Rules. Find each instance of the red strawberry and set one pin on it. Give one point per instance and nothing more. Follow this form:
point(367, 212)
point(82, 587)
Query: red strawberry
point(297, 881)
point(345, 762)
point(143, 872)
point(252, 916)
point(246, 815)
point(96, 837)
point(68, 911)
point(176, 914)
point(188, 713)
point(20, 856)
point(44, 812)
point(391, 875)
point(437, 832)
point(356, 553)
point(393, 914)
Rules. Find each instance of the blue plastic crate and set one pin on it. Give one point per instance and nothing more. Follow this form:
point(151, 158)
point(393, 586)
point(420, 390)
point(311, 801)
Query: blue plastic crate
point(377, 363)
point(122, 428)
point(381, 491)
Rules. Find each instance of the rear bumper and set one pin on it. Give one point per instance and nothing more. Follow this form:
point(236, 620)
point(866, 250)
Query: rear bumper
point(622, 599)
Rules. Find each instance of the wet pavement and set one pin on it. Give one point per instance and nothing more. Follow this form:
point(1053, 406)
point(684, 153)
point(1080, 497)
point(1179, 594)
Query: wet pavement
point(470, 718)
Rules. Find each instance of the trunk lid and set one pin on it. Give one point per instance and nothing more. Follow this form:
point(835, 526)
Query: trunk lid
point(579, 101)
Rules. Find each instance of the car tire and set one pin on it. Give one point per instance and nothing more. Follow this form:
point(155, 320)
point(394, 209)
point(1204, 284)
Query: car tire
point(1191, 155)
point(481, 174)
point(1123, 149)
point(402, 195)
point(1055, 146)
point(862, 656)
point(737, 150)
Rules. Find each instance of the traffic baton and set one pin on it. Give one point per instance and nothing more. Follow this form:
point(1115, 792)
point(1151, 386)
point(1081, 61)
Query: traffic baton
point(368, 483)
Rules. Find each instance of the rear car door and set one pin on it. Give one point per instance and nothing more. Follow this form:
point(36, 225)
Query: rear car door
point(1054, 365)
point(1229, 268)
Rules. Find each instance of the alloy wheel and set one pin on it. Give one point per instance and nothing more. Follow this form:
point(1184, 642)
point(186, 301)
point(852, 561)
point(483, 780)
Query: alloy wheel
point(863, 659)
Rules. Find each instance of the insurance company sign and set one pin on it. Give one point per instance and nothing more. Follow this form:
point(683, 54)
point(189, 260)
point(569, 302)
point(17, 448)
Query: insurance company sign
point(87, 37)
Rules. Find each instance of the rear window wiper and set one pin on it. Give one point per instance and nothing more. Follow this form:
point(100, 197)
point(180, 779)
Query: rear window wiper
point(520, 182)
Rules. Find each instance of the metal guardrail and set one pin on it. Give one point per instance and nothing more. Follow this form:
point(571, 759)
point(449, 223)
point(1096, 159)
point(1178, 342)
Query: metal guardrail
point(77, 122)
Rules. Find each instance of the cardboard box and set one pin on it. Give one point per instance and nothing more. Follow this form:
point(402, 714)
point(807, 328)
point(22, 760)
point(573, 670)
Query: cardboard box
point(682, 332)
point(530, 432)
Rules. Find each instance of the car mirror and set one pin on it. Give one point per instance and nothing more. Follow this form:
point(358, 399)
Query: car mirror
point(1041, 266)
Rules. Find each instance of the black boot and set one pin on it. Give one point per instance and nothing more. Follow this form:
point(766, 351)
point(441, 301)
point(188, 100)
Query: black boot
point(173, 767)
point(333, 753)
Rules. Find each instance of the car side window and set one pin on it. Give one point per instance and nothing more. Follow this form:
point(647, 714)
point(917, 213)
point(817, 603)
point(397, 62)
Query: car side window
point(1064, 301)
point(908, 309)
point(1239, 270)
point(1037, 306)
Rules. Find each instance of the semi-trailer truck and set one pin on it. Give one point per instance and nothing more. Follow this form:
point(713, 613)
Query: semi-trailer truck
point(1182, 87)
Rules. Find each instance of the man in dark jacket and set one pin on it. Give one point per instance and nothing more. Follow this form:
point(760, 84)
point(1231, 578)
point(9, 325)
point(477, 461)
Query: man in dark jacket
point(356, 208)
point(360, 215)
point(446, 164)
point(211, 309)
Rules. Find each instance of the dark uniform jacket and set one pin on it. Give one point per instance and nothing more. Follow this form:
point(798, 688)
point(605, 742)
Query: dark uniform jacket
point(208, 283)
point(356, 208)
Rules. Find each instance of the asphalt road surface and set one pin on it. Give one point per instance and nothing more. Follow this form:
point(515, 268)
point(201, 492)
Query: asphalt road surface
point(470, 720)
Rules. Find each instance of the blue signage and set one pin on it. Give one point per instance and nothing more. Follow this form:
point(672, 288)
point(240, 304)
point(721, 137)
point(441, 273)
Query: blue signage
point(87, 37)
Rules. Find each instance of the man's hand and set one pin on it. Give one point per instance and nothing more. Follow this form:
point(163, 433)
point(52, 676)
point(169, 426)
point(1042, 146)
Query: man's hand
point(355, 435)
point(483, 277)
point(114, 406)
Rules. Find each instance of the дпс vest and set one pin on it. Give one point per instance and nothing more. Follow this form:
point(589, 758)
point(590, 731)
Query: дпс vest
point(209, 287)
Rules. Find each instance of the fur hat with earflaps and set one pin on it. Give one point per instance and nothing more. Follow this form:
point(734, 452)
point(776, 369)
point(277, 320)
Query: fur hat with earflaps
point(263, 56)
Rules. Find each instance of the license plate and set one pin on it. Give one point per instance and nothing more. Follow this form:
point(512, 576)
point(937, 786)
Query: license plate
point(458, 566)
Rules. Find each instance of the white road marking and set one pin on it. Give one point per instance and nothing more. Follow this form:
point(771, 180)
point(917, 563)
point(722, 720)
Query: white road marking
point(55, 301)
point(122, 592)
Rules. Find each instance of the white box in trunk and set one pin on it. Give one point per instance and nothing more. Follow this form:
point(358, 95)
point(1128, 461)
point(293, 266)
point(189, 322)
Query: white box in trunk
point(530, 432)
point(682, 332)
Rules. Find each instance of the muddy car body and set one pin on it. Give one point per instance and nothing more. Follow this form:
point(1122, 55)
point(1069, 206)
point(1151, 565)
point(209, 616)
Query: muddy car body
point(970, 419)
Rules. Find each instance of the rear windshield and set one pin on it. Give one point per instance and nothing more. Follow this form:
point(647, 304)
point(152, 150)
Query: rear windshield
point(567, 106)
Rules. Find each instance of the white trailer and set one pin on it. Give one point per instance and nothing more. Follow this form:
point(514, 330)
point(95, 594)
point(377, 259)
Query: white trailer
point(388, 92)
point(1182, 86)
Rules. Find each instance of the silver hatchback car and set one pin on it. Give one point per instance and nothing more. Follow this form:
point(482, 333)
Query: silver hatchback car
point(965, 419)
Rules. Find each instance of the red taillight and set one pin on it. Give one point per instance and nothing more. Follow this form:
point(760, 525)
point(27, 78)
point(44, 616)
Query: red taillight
++++
> _Work instructions_
The answer must consist of every line above that holds the string "taillight", copied exactly.

> _Your solution_
Rules. Find each instance of the red taillight and set one pin on it. Give one point per instance and nothing more. Follow this form:
Query: red taillight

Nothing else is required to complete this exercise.